In the stretch from the line containing "Target: tree branch" through the end of the lines, change "instance" to "occurrence" and give only those lines back, otherwise unchanged.
....
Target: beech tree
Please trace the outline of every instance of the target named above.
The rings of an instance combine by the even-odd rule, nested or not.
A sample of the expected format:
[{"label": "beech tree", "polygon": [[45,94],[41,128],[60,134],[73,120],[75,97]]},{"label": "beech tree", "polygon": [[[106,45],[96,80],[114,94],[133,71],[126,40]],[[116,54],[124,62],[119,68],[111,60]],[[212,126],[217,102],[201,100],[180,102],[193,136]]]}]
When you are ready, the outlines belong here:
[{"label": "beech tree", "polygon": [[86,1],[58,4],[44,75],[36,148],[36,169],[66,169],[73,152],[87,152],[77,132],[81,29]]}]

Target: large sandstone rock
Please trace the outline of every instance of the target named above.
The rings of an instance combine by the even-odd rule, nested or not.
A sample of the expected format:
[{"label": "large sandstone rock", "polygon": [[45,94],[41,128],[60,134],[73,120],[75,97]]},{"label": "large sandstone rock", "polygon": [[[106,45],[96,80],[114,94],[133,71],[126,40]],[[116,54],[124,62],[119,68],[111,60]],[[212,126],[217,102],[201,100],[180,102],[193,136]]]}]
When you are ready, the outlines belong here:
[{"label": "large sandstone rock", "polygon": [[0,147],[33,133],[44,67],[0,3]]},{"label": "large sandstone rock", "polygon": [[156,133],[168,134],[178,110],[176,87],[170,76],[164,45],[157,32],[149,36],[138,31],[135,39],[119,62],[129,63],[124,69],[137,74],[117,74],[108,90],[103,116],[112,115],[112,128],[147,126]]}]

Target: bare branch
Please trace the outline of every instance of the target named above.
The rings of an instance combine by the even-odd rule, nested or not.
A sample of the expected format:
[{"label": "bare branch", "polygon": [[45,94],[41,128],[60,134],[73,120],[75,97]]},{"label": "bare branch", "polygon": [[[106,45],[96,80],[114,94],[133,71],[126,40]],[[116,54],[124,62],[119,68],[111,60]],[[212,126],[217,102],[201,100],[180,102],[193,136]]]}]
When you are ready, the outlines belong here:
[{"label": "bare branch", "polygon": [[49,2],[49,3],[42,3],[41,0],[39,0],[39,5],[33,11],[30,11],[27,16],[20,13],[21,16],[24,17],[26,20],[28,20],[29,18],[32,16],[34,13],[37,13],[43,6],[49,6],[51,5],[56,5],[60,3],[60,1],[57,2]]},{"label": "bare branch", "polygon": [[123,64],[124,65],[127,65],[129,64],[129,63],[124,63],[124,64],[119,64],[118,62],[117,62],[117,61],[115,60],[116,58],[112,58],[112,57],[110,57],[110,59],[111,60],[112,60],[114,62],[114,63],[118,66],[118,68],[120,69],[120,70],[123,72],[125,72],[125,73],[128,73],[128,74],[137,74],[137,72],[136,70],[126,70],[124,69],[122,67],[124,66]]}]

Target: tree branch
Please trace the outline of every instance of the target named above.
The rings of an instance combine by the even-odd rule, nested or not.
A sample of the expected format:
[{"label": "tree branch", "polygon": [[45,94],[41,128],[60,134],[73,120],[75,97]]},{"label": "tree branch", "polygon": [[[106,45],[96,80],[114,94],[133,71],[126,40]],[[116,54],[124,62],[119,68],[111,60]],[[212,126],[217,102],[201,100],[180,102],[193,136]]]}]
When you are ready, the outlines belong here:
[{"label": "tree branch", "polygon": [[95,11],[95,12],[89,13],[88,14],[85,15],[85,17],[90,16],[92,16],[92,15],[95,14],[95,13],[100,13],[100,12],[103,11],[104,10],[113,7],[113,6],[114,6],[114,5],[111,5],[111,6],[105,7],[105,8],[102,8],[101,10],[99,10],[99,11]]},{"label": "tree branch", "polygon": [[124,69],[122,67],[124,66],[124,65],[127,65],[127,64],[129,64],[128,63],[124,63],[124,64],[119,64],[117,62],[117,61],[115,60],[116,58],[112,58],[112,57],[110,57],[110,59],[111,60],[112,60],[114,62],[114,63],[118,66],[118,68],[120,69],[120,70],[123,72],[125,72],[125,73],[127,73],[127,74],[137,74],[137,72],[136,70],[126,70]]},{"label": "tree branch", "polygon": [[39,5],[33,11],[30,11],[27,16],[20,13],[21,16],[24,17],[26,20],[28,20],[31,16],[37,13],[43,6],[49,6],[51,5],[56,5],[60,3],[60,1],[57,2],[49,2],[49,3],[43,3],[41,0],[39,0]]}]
....
Task result:
Target: tree branch
Please trace the outline of every occurrence of the target named above.
The rings of an occurrence combine by the even-odd rule, nested or not.
A sample of the expected format:
[{"label": "tree branch", "polygon": [[45,94],[41,128],[60,134],[73,120],[75,97]]},{"label": "tree branch", "polygon": [[[106,45],[96,80],[114,94],[133,71],[126,40]],[[116,54],[124,62],[119,68],[111,60]],[[212,126],[217,102],[201,100],[180,102],[193,136]]]}]
When you are ready, the outlines belong here:
[{"label": "tree branch", "polygon": [[95,11],[95,12],[89,13],[88,14],[85,15],[85,17],[90,16],[92,16],[92,15],[95,14],[95,13],[100,13],[100,12],[103,11],[104,10],[113,7],[113,6],[114,6],[114,5],[111,5],[111,6],[105,7],[105,8],[102,8],[101,10],[99,10],[99,11]]},{"label": "tree branch", "polygon": [[124,69],[122,67],[124,66],[124,65],[127,65],[127,64],[129,64],[128,63],[124,63],[124,64],[119,64],[117,62],[117,61],[115,60],[116,58],[112,58],[112,57],[110,57],[110,59],[111,60],[112,60],[114,62],[114,63],[118,66],[118,68],[120,69],[120,70],[123,72],[125,72],[125,73],[127,73],[127,74],[137,74],[137,72],[136,70],[126,70]]},{"label": "tree branch", "polygon": [[39,5],[33,11],[30,11],[27,16],[20,13],[21,16],[24,17],[26,20],[28,20],[31,16],[37,13],[43,6],[49,6],[51,5],[56,5],[60,3],[60,1],[57,2],[49,2],[49,3],[43,3],[41,0],[39,0]]}]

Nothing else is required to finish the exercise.